# Action item
Copy the lines below as they are; omit the images they contain.

# Task material

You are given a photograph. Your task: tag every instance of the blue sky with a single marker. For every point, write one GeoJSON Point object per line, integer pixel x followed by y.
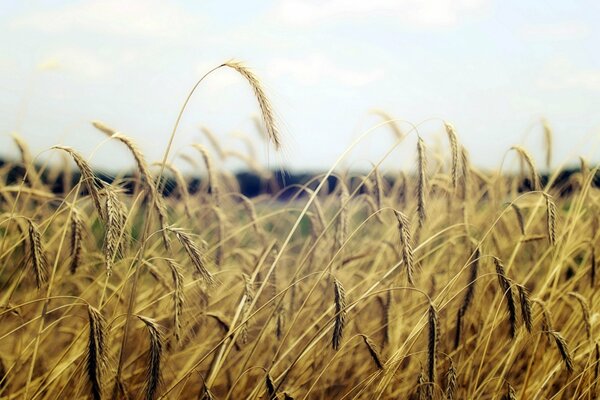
{"type": "Point", "coordinates": [492, 68]}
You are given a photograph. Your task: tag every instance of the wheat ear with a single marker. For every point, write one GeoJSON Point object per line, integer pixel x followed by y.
{"type": "Point", "coordinates": [37, 255]}
{"type": "Point", "coordinates": [263, 102]}
{"type": "Point", "coordinates": [194, 253]}
{"type": "Point", "coordinates": [506, 286]}
{"type": "Point", "coordinates": [550, 218]}
{"type": "Point", "coordinates": [340, 314]}
{"type": "Point", "coordinates": [76, 240]}
{"type": "Point", "coordinates": [407, 250]}
{"type": "Point", "coordinates": [454, 152]}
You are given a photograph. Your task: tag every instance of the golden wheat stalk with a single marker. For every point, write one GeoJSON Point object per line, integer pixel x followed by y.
{"type": "Point", "coordinates": [153, 368]}
{"type": "Point", "coordinates": [525, 302]}
{"type": "Point", "coordinates": [76, 240]}
{"type": "Point", "coordinates": [469, 296]}
{"type": "Point", "coordinates": [340, 313]}
{"type": "Point", "coordinates": [421, 184]}
{"type": "Point", "coordinates": [265, 105]}
{"type": "Point", "coordinates": [432, 343]}
{"type": "Point", "coordinates": [506, 286]}
{"type": "Point", "coordinates": [96, 353]}
{"type": "Point", "coordinates": [194, 253]}
{"type": "Point", "coordinates": [178, 296]}
{"type": "Point", "coordinates": [407, 251]}
{"type": "Point", "coordinates": [585, 311]}
{"type": "Point", "coordinates": [450, 378]}
{"type": "Point", "coordinates": [88, 178]}
{"type": "Point", "coordinates": [37, 254]}
{"type": "Point", "coordinates": [563, 349]}
{"type": "Point", "coordinates": [454, 152]}
{"type": "Point", "coordinates": [550, 218]}
{"type": "Point", "coordinates": [373, 352]}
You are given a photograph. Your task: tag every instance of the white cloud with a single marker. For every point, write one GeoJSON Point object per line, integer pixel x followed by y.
{"type": "Point", "coordinates": [557, 31]}
{"type": "Point", "coordinates": [317, 68]}
{"type": "Point", "coordinates": [563, 74]}
{"type": "Point", "coordinates": [419, 13]}
{"type": "Point", "coordinates": [148, 18]}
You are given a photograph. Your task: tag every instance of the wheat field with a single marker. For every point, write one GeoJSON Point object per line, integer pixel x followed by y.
{"type": "Point", "coordinates": [440, 282]}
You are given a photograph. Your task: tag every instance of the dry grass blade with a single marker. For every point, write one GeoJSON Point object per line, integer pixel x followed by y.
{"type": "Point", "coordinates": [178, 296]}
{"type": "Point", "coordinates": [432, 343]}
{"type": "Point", "coordinates": [563, 349]}
{"type": "Point", "coordinates": [525, 302]}
{"type": "Point", "coordinates": [469, 296]}
{"type": "Point", "coordinates": [421, 184]}
{"type": "Point", "coordinates": [593, 267]}
{"type": "Point", "coordinates": [455, 153]}
{"type": "Point", "coordinates": [407, 250]}
{"type": "Point", "coordinates": [97, 352]}
{"type": "Point", "coordinates": [520, 218]}
{"type": "Point", "coordinates": [373, 352]}
{"type": "Point", "coordinates": [249, 295]}
{"type": "Point", "coordinates": [506, 286]}
{"type": "Point", "coordinates": [153, 369]}
{"type": "Point", "coordinates": [205, 393]}
{"type": "Point", "coordinates": [342, 226]}
{"type": "Point", "coordinates": [271, 392]}
{"type": "Point", "coordinates": [510, 393]}
{"type": "Point", "coordinates": [450, 382]}
{"type": "Point", "coordinates": [194, 253]}
{"type": "Point", "coordinates": [465, 172]}
{"type": "Point", "coordinates": [585, 311]}
{"type": "Point", "coordinates": [76, 240]}
{"type": "Point", "coordinates": [92, 183]}
{"type": "Point", "coordinates": [264, 103]}
{"type": "Point", "coordinates": [550, 218]}
{"type": "Point", "coordinates": [340, 314]}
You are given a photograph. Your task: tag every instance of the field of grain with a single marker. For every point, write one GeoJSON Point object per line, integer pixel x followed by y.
{"type": "Point", "coordinates": [439, 282]}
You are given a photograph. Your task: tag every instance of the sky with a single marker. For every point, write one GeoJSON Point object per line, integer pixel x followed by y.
{"type": "Point", "coordinates": [494, 69]}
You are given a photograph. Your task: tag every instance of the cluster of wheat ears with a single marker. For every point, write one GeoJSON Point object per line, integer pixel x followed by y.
{"type": "Point", "coordinates": [444, 282]}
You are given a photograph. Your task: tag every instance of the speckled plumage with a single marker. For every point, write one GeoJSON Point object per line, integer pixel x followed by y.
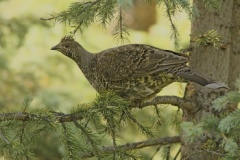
{"type": "Point", "coordinates": [135, 72]}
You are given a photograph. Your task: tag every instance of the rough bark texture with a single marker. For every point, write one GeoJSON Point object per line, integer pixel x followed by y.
{"type": "Point", "coordinates": [220, 64]}
{"type": "Point", "coordinates": [142, 16]}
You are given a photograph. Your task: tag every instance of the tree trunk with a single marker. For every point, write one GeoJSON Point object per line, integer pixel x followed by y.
{"type": "Point", "coordinates": [220, 64]}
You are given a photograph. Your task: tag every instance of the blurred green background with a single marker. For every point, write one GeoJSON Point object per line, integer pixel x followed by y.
{"type": "Point", "coordinates": [29, 68]}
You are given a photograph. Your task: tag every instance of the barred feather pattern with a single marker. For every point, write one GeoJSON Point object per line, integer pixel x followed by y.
{"type": "Point", "coordinates": [135, 72]}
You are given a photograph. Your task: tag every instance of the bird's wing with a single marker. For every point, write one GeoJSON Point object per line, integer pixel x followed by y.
{"type": "Point", "coordinates": [136, 60]}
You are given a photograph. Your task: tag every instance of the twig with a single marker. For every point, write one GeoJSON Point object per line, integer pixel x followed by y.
{"type": "Point", "coordinates": [4, 138]}
{"type": "Point", "coordinates": [61, 117]}
{"type": "Point", "coordinates": [173, 100]}
{"type": "Point", "coordinates": [137, 145]}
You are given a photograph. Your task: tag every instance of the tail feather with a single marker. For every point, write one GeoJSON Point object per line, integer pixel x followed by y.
{"type": "Point", "coordinates": [190, 75]}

# Result
You are given a photograph. Your task: tag every instance of the blue sky with a single marker. For every point, write one GeoJSON Point object per line, integer pixel x followed by y.
{"type": "Point", "coordinates": [492, 68]}
You are given a photograph. Your task: tag every instance of the wheat ear with a single marker. For every point, write one GeoJSON Point object per line, integer pixel x followed by y.
{"type": "Point", "coordinates": [37, 255]}
{"type": "Point", "coordinates": [263, 102]}
{"type": "Point", "coordinates": [194, 253]}
{"type": "Point", "coordinates": [506, 286]}
{"type": "Point", "coordinates": [550, 218]}
{"type": "Point", "coordinates": [340, 314]}
{"type": "Point", "coordinates": [76, 240]}
{"type": "Point", "coordinates": [407, 250]}
{"type": "Point", "coordinates": [454, 152]}
You are given a photograph. Your task: tag every instance of the golden wheat stalk with a single marker. For every point, write one GeoJSON Point object per line, integer pixel x followed by y.
{"type": "Point", "coordinates": [153, 368]}
{"type": "Point", "coordinates": [525, 302]}
{"type": "Point", "coordinates": [76, 240]}
{"type": "Point", "coordinates": [469, 296]}
{"type": "Point", "coordinates": [340, 313]}
{"type": "Point", "coordinates": [421, 184]}
{"type": "Point", "coordinates": [265, 105]}
{"type": "Point", "coordinates": [432, 343]}
{"type": "Point", "coordinates": [506, 286]}
{"type": "Point", "coordinates": [96, 353]}
{"type": "Point", "coordinates": [194, 253]}
{"type": "Point", "coordinates": [178, 296]}
{"type": "Point", "coordinates": [407, 251]}
{"type": "Point", "coordinates": [585, 311]}
{"type": "Point", "coordinates": [450, 378]}
{"type": "Point", "coordinates": [88, 178]}
{"type": "Point", "coordinates": [37, 254]}
{"type": "Point", "coordinates": [563, 349]}
{"type": "Point", "coordinates": [454, 152]}
{"type": "Point", "coordinates": [550, 218]}
{"type": "Point", "coordinates": [373, 352]}
You are given a photograph. Your task: tag every instance of the white cloud with a single marker. For every point, write one GeoJSON Point object per line, integer pixel x followed by y.
{"type": "Point", "coordinates": [557, 31]}
{"type": "Point", "coordinates": [317, 68]}
{"type": "Point", "coordinates": [563, 74]}
{"type": "Point", "coordinates": [419, 13]}
{"type": "Point", "coordinates": [148, 18]}
You are given a photograph. Your task: tag every instance of the wheat field with a single marker. For every point, write one GeoJSON Point object per line, integer pixel x followed by y.
{"type": "Point", "coordinates": [440, 282]}
You are given a photograph. Your task: tag every instance of the dry grass blade with a single marker. For every point, write one GeoJSON Point object per line, integer pixel x followed by y.
{"type": "Point", "coordinates": [178, 296]}
{"type": "Point", "coordinates": [432, 343]}
{"type": "Point", "coordinates": [563, 349]}
{"type": "Point", "coordinates": [525, 302]}
{"type": "Point", "coordinates": [469, 296]}
{"type": "Point", "coordinates": [421, 184]}
{"type": "Point", "coordinates": [593, 267]}
{"type": "Point", "coordinates": [455, 153]}
{"type": "Point", "coordinates": [407, 250]}
{"type": "Point", "coordinates": [97, 352]}
{"type": "Point", "coordinates": [520, 218]}
{"type": "Point", "coordinates": [373, 352]}
{"type": "Point", "coordinates": [249, 295]}
{"type": "Point", "coordinates": [506, 286]}
{"type": "Point", "coordinates": [153, 369]}
{"type": "Point", "coordinates": [205, 393]}
{"type": "Point", "coordinates": [342, 226]}
{"type": "Point", "coordinates": [271, 392]}
{"type": "Point", "coordinates": [510, 393]}
{"type": "Point", "coordinates": [450, 382]}
{"type": "Point", "coordinates": [194, 253]}
{"type": "Point", "coordinates": [465, 172]}
{"type": "Point", "coordinates": [585, 311]}
{"type": "Point", "coordinates": [76, 240]}
{"type": "Point", "coordinates": [92, 183]}
{"type": "Point", "coordinates": [264, 103]}
{"type": "Point", "coordinates": [550, 218]}
{"type": "Point", "coordinates": [340, 314]}
You are given a photograph. Your task: tag every instance of the field of grain with a single marker. For every point, write one GeoJSON Point object per line, integer pixel x followed by y.
{"type": "Point", "coordinates": [439, 282]}
You are given a photograph. Your task: tag every instance of the sky with a single marker. For every point, write one GeoJSON Point object per line, integer pixel x followed by y.
{"type": "Point", "coordinates": [494, 69]}
You are given a photograph. Your task: tag every instance of the cluster of wheat ears with a single marker. For every point, write one GeoJSON Point object per line, integer pixel x followed by y.
{"type": "Point", "coordinates": [444, 282]}
You are given a photograph. Your task: tag every instance of the speckled plumage with a single marker. For every point, write one GeoJSON Point object per line, integer pixel x followed by y.
{"type": "Point", "coordinates": [135, 72]}
You are given a photograph. Your task: tag every instance of the rough bark texture with a single marker. For every point, write one GeoJSON Point object per line, integer pixel x followed by y.
{"type": "Point", "coordinates": [220, 64]}
{"type": "Point", "coordinates": [142, 16]}
You are given a photograph. Your task: tag every instance of the tree trunk with a single marker. For every point, write one GeoJSON Point object per line, integer pixel x followed by y.
{"type": "Point", "coordinates": [220, 64]}
You are given a photograph. Your task: tag every instance of the blurred green background with a single marker. For every point, write one GeoJSON Point object per line, integer pixel x followed by y.
{"type": "Point", "coordinates": [29, 68]}
You are given a photograph. Your task: tag every instance of the barred feather pattern with a single marker. For every point, write one GeoJSON Point object per line, integer pixel x followed by y.
{"type": "Point", "coordinates": [135, 72]}
You are given a photograph. Your task: tag every instance of the bird's wing with a single marker. For every point, write one GeoJSON Point object per line, integer pixel x followed by y.
{"type": "Point", "coordinates": [136, 60]}
You are given a photograph. Your task: tag every instance of the twig with a single marker. For every point, write one GeoJSON Point object per line, integer pixel x followed by y.
{"type": "Point", "coordinates": [4, 138]}
{"type": "Point", "coordinates": [61, 117]}
{"type": "Point", "coordinates": [173, 100]}
{"type": "Point", "coordinates": [137, 145]}
You are given a photograph. Your task: tag every instance of the tail feather with a single marker. For every point, write one GeoJSON Point object per line, integer pixel x followed by y.
{"type": "Point", "coordinates": [190, 75]}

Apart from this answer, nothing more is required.